### Passage to read
########################################
The Mughal conquest of Garha was launched by the Mughal Empire in 1564 under Asaf Khan I against the Garha Kingdom (also known as Garha-Katanga) led by regent Rani Durgavati.

The Mughal general Asaf Khan I launched the attack with the permission of Akbar and defeated the Rani's forces, which could not withstand advanced Mughal artillery, at the Battle of Damoh.

Rani Durgavati's rule:
With the support of her trusted advisors, Diwan Adhar Kayastha and Man Thakur, she skillfully managed the administration, promoting peace, trade, and goodwill throughout her realm.
To strengthen her kingdom's defenses, Rani Durgavati decided to move her capital from the Singorgarh Fort to the strategically important Chauragarh Fort, nestled in the Satpura hill range. This relocation further fortified her position and prepared her kingdom for potential conflicts.
Rani Durgavati also undertook various developmental projects, including the construction of reservoirs like Ranital, Cherital, and Adhartal, for the benefit of her subjects.
########################################
### Data supplied
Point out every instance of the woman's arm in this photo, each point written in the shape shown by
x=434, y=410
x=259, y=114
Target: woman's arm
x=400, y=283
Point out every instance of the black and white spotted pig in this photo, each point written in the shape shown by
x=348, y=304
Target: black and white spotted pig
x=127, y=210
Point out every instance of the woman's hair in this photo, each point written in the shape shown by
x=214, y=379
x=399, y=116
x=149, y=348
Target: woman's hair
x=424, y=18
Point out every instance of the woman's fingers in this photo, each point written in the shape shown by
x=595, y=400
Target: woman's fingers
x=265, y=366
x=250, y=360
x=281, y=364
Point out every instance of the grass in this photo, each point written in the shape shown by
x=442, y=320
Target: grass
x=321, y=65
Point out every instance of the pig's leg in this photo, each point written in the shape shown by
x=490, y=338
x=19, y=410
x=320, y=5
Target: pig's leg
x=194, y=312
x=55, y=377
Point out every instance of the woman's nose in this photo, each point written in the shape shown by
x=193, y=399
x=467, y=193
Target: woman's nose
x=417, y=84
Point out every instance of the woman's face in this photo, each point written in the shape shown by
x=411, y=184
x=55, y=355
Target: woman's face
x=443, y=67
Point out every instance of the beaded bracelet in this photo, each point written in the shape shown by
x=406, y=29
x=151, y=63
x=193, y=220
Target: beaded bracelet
########################################
### What to produce
Resume the account of the Mughal conquest of Garha after its last sentence, carrying on from Rani Durgavati's reservoir projects.

### The answer
She was a patron of learning and allowed Acharya Bitthalnath to establish a seat of the Pushtimarg Cult at Garha.
Under Rani Durgavati's rule, the boundaries of her kingdom were consolidated, and she led her army to quell rebellions. The majority of the population consisted of Gond tribesmen living in villages.
The kingdom's strength lay in its well-equipped army, comprising cavalry, war elephants, and a large infantry. During the period between 1555 and 1560, Durgavati repulsed the attacks of Baz Bahadur.

War with the Mughals (Battle of Damoh/Narrai):
In 1562, the Mughal Empire, under the leadership of Emperor Akbar, conquered Malwa, bringing the Mughal dominion closer to the borders of Rani Durgavati's realm.
As tensions escalated, Mughal general, Abdul Majid Asaf Khan, who had recently vanquished the ruler of Rewa, set his sights on Rani Durgavati's prosperous kingdom.
When news of the impending attack reached Rani Durgavati, she made a courageous decision to defend her kingdom, despite being outnumbered and outgunned by the Mughal forces.
Although her advisor, Diwan Beohar Adhar Simha (Adhar Kayastha), warned her about the strength of the enemy, she believed that it was better to die honorably than to live a life of disgrace.
Rani Durgavati positioned her forces in Narrai, a valley situated between a hilly range on one side and the Gaur and Narmada rivers on the other. In a valiant display of bravery, Rani Durgavati's son, Vir Narayan, joined the battle and pushed the Mughal army back thrice.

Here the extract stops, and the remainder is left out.